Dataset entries
------------------------------------------------------------------------
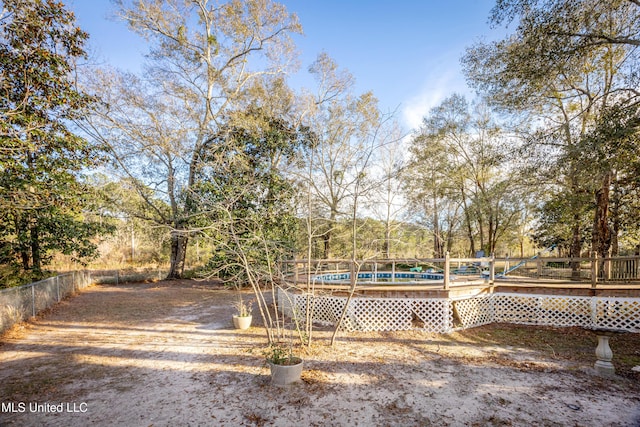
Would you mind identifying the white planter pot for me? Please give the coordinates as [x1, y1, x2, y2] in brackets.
[268, 358, 303, 385]
[232, 315, 252, 330]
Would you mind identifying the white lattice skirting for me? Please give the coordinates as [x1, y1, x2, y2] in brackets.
[277, 289, 640, 333]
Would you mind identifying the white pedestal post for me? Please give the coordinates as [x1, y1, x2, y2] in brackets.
[594, 333, 615, 376]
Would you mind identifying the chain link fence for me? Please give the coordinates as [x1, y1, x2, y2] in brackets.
[0, 269, 166, 334]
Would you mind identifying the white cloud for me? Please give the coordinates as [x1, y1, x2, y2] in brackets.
[402, 84, 447, 131]
[400, 60, 471, 132]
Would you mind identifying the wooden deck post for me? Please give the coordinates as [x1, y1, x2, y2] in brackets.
[444, 252, 450, 290]
[605, 250, 612, 281]
[489, 253, 495, 285]
[591, 252, 599, 289]
[350, 259, 356, 289]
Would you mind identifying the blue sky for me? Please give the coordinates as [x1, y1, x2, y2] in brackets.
[69, 0, 508, 131]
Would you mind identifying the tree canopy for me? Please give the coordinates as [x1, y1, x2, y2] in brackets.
[83, 0, 302, 279]
[462, 0, 640, 258]
[3, 0, 640, 289]
[0, 0, 111, 282]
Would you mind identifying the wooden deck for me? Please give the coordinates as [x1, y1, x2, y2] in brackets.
[286, 275, 640, 298]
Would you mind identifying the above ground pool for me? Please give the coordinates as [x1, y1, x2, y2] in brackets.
[312, 270, 454, 285]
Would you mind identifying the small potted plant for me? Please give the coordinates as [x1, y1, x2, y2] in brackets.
[232, 297, 253, 330]
[265, 342, 303, 386]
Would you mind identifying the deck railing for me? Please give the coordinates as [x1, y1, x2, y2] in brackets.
[281, 254, 640, 288]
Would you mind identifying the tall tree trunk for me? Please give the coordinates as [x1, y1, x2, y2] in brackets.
[569, 171, 583, 278]
[519, 239, 524, 258]
[383, 221, 391, 259]
[383, 178, 392, 259]
[20, 250, 30, 271]
[167, 230, 188, 279]
[570, 220, 582, 279]
[592, 172, 612, 273]
[610, 172, 620, 256]
[15, 216, 31, 270]
[321, 228, 331, 259]
[477, 213, 485, 254]
[30, 223, 41, 273]
[432, 194, 443, 258]
[322, 212, 337, 259]
[461, 188, 475, 255]
[488, 211, 495, 255]
[446, 213, 455, 254]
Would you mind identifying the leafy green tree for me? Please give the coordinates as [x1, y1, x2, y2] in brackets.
[489, 0, 640, 51]
[404, 95, 524, 256]
[0, 0, 110, 281]
[365, 120, 407, 259]
[300, 53, 383, 259]
[463, 0, 640, 258]
[404, 97, 463, 258]
[190, 106, 312, 345]
[83, 0, 301, 279]
[577, 104, 640, 255]
[194, 106, 311, 281]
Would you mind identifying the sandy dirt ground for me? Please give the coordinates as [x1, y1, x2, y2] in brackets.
[1, 280, 639, 426]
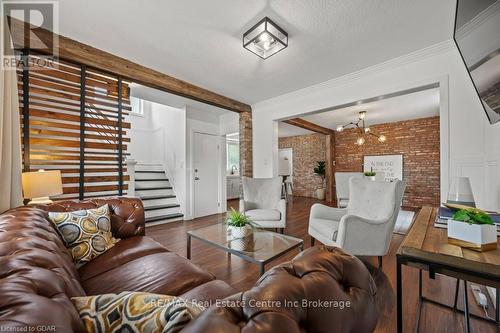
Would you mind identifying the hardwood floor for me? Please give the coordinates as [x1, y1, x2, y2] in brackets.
[147, 197, 498, 333]
[227, 199, 239, 211]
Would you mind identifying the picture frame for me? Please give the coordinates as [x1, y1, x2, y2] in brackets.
[363, 154, 403, 181]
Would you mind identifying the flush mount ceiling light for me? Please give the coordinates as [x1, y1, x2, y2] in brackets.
[336, 111, 387, 145]
[243, 17, 288, 59]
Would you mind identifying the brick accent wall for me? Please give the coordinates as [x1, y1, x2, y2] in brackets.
[279, 133, 326, 198]
[335, 116, 440, 208]
[239, 112, 253, 177]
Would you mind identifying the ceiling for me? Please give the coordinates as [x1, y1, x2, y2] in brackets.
[278, 88, 439, 137]
[56, 0, 455, 104]
[130, 83, 230, 123]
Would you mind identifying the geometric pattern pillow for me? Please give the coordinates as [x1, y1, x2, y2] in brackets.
[72, 292, 205, 333]
[48, 204, 119, 267]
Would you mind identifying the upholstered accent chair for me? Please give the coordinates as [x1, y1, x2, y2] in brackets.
[309, 178, 406, 267]
[334, 172, 364, 208]
[240, 177, 286, 233]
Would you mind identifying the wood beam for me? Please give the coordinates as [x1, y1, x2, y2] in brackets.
[325, 134, 335, 203]
[8, 17, 251, 113]
[284, 118, 336, 135]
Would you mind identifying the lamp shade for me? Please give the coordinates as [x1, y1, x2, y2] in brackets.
[447, 177, 475, 207]
[22, 170, 63, 199]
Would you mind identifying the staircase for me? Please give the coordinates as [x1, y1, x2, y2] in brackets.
[134, 163, 184, 226]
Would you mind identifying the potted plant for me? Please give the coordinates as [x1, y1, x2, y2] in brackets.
[313, 161, 326, 200]
[447, 208, 497, 251]
[226, 208, 253, 239]
[364, 169, 377, 181]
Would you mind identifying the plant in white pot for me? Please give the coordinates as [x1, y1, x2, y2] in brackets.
[226, 208, 253, 239]
[313, 161, 326, 200]
[448, 208, 497, 251]
[364, 170, 377, 181]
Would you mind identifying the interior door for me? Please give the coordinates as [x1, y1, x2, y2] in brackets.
[194, 132, 220, 218]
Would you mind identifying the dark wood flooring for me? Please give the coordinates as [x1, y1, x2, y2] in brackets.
[147, 197, 498, 333]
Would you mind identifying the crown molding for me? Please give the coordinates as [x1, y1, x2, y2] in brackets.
[253, 40, 455, 108]
[456, 1, 500, 39]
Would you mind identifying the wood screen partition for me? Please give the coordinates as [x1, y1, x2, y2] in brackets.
[17, 51, 131, 200]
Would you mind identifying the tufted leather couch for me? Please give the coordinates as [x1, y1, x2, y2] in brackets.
[0, 197, 378, 333]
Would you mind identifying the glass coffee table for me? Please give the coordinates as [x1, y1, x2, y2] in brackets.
[187, 224, 304, 276]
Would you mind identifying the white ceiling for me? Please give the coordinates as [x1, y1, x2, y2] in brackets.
[130, 83, 230, 123]
[278, 88, 439, 137]
[56, 0, 455, 104]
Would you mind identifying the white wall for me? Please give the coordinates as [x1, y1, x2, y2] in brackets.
[153, 104, 187, 215]
[251, 40, 500, 211]
[126, 103, 164, 163]
[219, 112, 239, 135]
[127, 102, 231, 219]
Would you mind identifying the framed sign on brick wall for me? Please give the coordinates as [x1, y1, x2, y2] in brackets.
[363, 154, 403, 181]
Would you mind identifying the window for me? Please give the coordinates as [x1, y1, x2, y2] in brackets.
[227, 142, 239, 173]
[130, 97, 144, 116]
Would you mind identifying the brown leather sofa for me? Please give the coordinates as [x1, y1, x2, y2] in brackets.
[0, 197, 378, 333]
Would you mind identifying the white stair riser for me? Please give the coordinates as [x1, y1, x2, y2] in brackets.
[135, 173, 167, 180]
[145, 217, 183, 227]
[135, 165, 163, 172]
[137, 189, 174, 196]
[145, 207, 181, 218]
[135, 180, 171, 189]
[142, 197, 178, 207]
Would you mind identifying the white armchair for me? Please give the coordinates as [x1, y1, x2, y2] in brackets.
[240, 177, 286, 233]
[309, 178, 406, 266]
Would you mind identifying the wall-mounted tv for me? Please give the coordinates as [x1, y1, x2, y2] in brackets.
[454, 0, 500, 124]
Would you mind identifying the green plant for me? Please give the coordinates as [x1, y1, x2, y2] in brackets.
[452, 209, 494, 225]
[313, 161, 326, 180]
[364, 171, 376, 177]
[226, 208, 252, 227]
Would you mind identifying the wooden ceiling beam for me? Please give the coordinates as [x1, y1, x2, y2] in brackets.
[8, 17, 251, 113]
[284, 118, 336, 135]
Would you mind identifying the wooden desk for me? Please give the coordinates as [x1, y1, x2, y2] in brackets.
[396, 207, 500, 333]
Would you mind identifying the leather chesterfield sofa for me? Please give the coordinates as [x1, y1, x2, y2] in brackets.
[0, 197, 378, 333]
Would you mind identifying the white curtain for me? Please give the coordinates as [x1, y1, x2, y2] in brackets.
[0, 25, 23, 213]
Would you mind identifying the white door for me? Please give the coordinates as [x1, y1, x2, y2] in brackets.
[194, 132, 220, 218]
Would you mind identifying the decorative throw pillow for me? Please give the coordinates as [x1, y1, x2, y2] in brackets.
[48, 204, 119, 267]
[72, 292, 204, 333]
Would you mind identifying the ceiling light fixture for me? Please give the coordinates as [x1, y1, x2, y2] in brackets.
[243, 17, 288, 59]
[336, 111, 387, 146]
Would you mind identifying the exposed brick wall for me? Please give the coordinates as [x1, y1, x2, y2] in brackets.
[279, 133, 326, 198]
[239, 112, 253, 177]
[335, 116, 440, 208]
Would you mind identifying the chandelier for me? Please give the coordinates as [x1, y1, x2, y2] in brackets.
[336, 111, 386, 145]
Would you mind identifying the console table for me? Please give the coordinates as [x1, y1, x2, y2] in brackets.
[396, 207, 500, 333]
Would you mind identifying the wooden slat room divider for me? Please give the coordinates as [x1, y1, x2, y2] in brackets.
[17, 51, 131, 200]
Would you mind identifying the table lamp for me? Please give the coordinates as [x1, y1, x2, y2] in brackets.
[22, 170, 63, 205]
[447, 177, 475, 207]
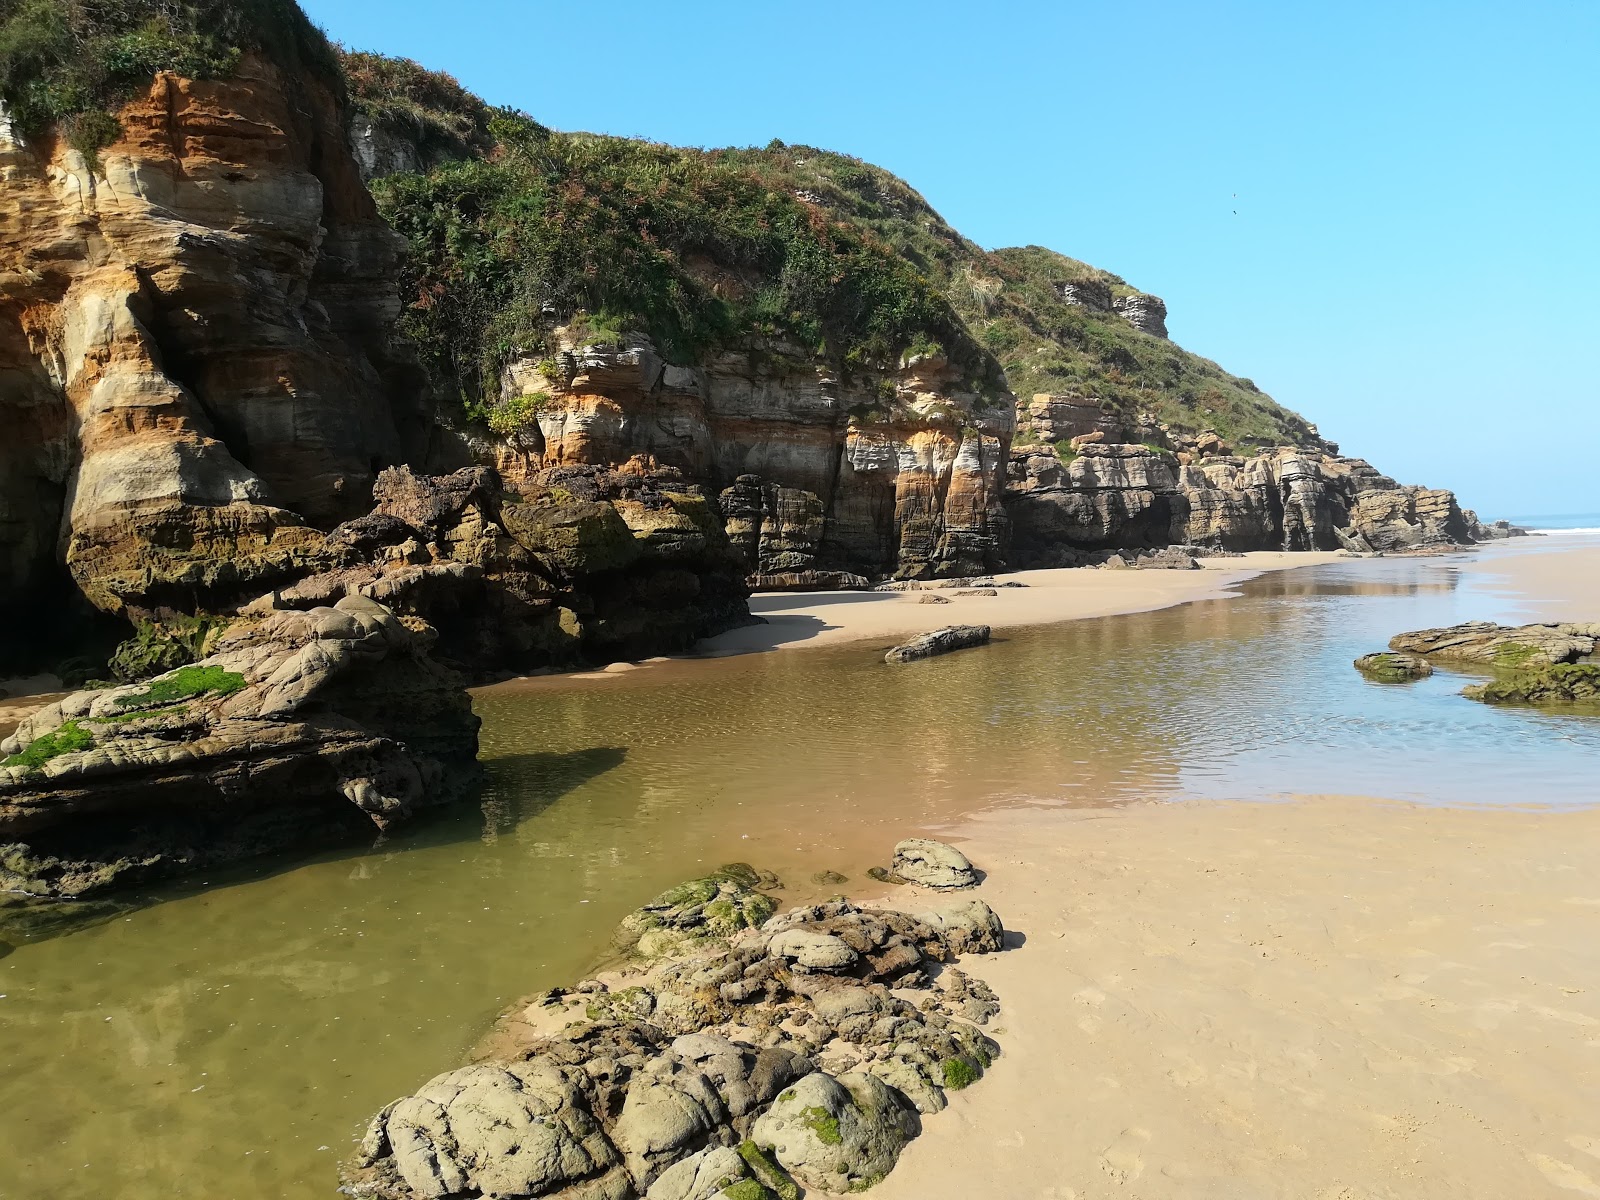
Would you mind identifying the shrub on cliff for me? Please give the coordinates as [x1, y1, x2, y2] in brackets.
[0, 0, 337, 158]
[337, 48, 491, 163]
[371, 110, 1001, 419]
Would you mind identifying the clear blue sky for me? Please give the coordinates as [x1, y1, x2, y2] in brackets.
[303, 0, 1597, 519]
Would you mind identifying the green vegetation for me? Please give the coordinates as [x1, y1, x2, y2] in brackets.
[485, 391, 552, 436]
[1353, 652, 1433, 683]
[114, 664, 245, 710]
[0, 0, 338, 163]
[2, 719, 93, 772]
[799, 1105, 843, 1145]
[1491, 642, 1543, 668]
[370, 113, 1001, 421]
[108, 615, 226, 683]
[941, 1056, 980, 1090]
[737, 1141, 800, 1200]
[338, 49, 490, 164]
[720, 1180, 773, 1200]
[1464, 662, 1600, 705]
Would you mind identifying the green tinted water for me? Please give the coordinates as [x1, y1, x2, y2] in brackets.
[2, 551, 1598, 1198]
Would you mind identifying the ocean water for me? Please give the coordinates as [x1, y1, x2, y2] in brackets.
[1504, 512, 1600, 533]
[0, 543, 1597, 1197]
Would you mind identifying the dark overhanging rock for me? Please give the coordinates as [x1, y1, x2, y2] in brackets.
[0, 597, 479, 898]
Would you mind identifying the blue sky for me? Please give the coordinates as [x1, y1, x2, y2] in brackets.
[303, 0, 1597, 519]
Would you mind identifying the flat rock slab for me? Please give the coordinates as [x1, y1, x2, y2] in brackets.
[884, 625, 991, 664]
[1388, 620, 1599, 667]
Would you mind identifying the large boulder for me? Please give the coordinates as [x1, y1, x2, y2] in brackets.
[1388, 621, 1599, 667]
[748, 1071, 920, 1192]
[892, 839, 977, 890]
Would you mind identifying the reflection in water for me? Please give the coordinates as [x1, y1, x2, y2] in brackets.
[1, 551, 1598, 1198]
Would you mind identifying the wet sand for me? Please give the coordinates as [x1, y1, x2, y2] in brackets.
[1462, 535, 1600, 623]
[701, 551, 1347, 656]
[870, 541, 1600, 1200]
[872, 797, 1600, 1200]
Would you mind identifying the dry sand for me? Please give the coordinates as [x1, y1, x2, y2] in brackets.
[701, 551, 1346, 656]
[873, 797, 1600, 1200]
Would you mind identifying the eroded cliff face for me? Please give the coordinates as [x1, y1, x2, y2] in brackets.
[1007, 440, 1497, 567]
[0, 57, 424, 635]
[490, 330, 1015, 582]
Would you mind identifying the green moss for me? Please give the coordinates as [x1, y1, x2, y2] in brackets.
[737, 1141, 799, 1200]
[1491, 642, 1542, 668]
[2, 719, 93, 772]
[721, 1180, 772, 1200]
[941, 1056, 980, 1090]
[800, 1105, 843, 1145]
[1464, 662, 1600, 705]
[114, 665, 245, 710]
[1354, 653, 1432, 684]
[109, 616, 226, 683]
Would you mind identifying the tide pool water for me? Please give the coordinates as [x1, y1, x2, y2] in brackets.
[0, 545, 1596, 1198]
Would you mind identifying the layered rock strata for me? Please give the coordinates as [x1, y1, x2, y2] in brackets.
[1369, 621, 1600, 707]
[343, 873, 1005, 1199]
[0, 60, 426, 637]
[1006, 441, 1499, 566]
[883, 625, 992, 664]
[0, 597, 478, 897]
[494, 332, 1014, 582]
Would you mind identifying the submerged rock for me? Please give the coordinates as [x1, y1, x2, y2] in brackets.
[892, 839, 978, 890]
[0, 598, 478, 897]
[343, 861, 1007, 1199]
[1354, 652, 1434, 682]
[1463, 663, 1600, 705]
[883, 625, 991, 664]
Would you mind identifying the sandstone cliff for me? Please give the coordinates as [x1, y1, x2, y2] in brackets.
[0, 53, 424, 660]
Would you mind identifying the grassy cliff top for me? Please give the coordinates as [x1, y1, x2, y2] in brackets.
[0, 0, 337, 157]
[371, 112, 1004, 419]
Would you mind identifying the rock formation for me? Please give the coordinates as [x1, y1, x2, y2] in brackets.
[493, 331, 1014, 583]
[343, 867, 1006, 1199]
[1006, 433, 1509, 567]
[0, 597, 478, 897]
[0, 57, 426, 640]
[883, 625, 992, 664]
[1370, 621, 1600, 706]
[1354, 652, 1434, 682]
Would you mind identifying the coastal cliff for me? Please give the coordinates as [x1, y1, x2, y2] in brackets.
[0, 4, 1510, 684]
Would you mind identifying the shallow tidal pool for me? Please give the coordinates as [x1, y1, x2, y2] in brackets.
[1, 547, 1597, 1198]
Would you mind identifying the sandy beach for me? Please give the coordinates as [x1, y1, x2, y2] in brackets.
[860, 539, 1600, 1199]
[700, 551, 1348, 656]
[871, 796, 1600, 1200]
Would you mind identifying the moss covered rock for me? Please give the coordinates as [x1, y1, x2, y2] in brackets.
[1354, 652, 1434, 683]
[614, 863, 781, 959]
[1462, 663, 1600, 705]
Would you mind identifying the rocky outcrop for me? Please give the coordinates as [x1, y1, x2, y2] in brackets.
[1463, 663, 1600, 705]
[1353, 652, 1434, 682]
[1112, 292, 1168, 338]
[890, 839, 977, 889]
[344, 880, 1005, 1199]
[493, 331, 1014, 581]
[1387, 621, 1599, 667]
[1006, 441, 1496, 566]
[884, 625, 992, 664]
[0, 597, 477, 897]
[0, 60, 427, 636]
[264, 462, 750, 674]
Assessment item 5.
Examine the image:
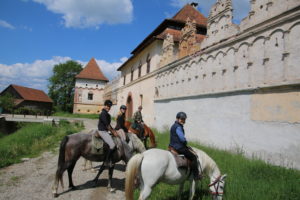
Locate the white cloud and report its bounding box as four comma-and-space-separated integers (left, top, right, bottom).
0, 56, 126, 93
0, 56, 71, 92
170, 0, 250, 24
0, 20, 15, 29
32, 0, 133, 28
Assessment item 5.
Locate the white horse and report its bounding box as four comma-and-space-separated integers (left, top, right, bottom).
125, 148, 227, 200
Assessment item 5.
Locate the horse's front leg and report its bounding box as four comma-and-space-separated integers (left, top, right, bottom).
93, 162, 105, 186
189, 179, 196, 200
177, 182, 184, 200
107, 165, 116, 192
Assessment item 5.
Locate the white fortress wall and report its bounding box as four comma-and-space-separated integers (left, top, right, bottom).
154, 1, 300, 169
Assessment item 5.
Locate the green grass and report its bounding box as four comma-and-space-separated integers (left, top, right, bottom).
0, 122, 83, 168
133, 129, 300, 200
53, 111, 99, 119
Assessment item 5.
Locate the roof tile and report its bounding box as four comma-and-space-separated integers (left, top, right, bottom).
11, 84, 53, 103
76, 58, 109, 81
172, 4, 207, 27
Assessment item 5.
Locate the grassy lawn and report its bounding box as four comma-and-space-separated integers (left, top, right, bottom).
0, 121, 84, 168
53, 111, 99, 119
133, 129, 300, 200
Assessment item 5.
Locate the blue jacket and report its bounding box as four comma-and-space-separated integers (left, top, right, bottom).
169, 121, 187, 150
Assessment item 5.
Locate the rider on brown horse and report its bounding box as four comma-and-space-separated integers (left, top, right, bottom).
169, 112, 201, 180
132, 106, 145, 140
97, 100, 117, 166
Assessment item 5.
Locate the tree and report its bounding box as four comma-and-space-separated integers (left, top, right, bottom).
0, 93, 14, 113
48, 60, 82, 112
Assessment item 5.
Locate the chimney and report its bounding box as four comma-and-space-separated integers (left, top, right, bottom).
190, 2, 198, 8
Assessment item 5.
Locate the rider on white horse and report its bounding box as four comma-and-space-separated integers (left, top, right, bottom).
169, 112, 201, 180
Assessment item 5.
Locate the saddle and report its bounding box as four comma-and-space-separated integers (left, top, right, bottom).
91, 133, 104, 154
92, 131, 121, 156
168, 146, 192, 169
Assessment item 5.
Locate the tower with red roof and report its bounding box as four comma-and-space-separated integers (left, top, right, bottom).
73, 58, 109, 114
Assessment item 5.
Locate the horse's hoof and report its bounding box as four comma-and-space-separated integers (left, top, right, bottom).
69, 186, 77, 190
53, 193, 59, 198
109, 188, 116, 193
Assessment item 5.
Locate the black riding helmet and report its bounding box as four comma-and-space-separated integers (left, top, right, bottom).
176, 112, 187, 120
104, 100, 113, 107
120, 105, 127, 110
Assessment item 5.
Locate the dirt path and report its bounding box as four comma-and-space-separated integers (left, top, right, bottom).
0, 119, 126, 200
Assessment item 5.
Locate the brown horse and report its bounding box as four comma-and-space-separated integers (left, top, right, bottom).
52, 129, 145, 197
124, 121, 156, 148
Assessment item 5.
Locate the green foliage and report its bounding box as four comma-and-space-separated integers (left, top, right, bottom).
48, 60, 82, 112
53, 111, 99, 119
0, 122, 83, 168
133, 130, 300, 200
0, 93, 14, 113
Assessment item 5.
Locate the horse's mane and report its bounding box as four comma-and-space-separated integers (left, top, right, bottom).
192, 148, 220, 176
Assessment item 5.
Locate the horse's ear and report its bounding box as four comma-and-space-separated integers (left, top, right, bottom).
221, 174, 227, 180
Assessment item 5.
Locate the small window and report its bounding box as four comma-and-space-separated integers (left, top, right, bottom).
131, 69, 134, 81
123, 75, 126, 85
86, 84, 88, 86
138, 62, 142, 78
146, 54, 151, 73
88, 93, 93, 100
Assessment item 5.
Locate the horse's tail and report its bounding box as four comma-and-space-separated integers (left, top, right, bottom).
125, 153, 144, 200
56, 135, 68, 189
147, 127, 156, 148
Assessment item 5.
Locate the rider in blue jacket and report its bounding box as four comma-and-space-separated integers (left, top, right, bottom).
169, 112, 201, 180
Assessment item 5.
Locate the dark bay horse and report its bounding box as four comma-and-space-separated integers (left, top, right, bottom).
52, 130, 145, 197
124, 121, 156, 148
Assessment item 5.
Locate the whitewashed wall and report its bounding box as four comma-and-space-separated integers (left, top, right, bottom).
154, 1, 300, 169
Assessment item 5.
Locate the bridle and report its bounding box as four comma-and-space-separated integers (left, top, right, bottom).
208, 175, 224, 196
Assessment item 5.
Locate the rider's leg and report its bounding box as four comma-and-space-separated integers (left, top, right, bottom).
177, 147, 200, 180
98, 130, 116, 166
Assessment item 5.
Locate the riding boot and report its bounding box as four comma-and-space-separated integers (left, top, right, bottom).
192, 161, 201, 180
105, 148, 115, 167
125, 132, 130, 143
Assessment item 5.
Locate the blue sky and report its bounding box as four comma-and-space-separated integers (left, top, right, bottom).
0, 0, 250, 93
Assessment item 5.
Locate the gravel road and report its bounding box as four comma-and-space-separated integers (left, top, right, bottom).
0, 119, 127, 200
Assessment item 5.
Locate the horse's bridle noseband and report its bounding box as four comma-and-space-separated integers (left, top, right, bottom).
208, 175, 224, 196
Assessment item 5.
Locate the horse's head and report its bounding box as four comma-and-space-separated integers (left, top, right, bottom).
128, 133, 146, 153
209, 174, 227, 200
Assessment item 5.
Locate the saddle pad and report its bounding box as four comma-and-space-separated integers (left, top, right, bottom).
91, 134, 104, 154
172, 153, 190, 168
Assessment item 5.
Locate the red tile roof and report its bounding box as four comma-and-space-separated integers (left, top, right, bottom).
11, 84, 53, 103
172, 4, 207, 27
76, 58, 109, 81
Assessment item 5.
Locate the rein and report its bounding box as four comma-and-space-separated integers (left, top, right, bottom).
208, 175, 224, 195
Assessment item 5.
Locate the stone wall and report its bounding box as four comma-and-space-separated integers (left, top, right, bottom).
154, 0, 300, 169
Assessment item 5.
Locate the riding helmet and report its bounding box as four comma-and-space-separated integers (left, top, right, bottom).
------------------------------------------------------------------------
### Assignment
Please quote exactly the lines from the one containing "Locate the saddle pad" through the last line of the records above, both included, and nothing else.

### Answer space
Locate the saddle pad and report its bounding box as four comma-and-space-separated integers (left, top, right, bottom).
91, 134, 104, 154
172, 153, 190, 168
Assessment item 5.
Locate the red tile roof and report its bounding box as four comma-and-space-separated integers (left, top, right, bottom).
11, 84, 53, 103
172, 4, 207, 27
76, 58, 109, 81
Assessment item 5.
Locate the rein and report its bounding box as four comma-and-space-separated integers (left, top, right, bottom).
208, 175, 224, 195
Assessment item 5.
Locate the stone wall and report its bounding box as four comma-and-space-separated integers (left, top, right, bottom).
154, 0, 300, 169
Assessment item 5.
Locate the riding helmet and report its bounding box as four comma-and-space-separated integers (left, top, right, bottom).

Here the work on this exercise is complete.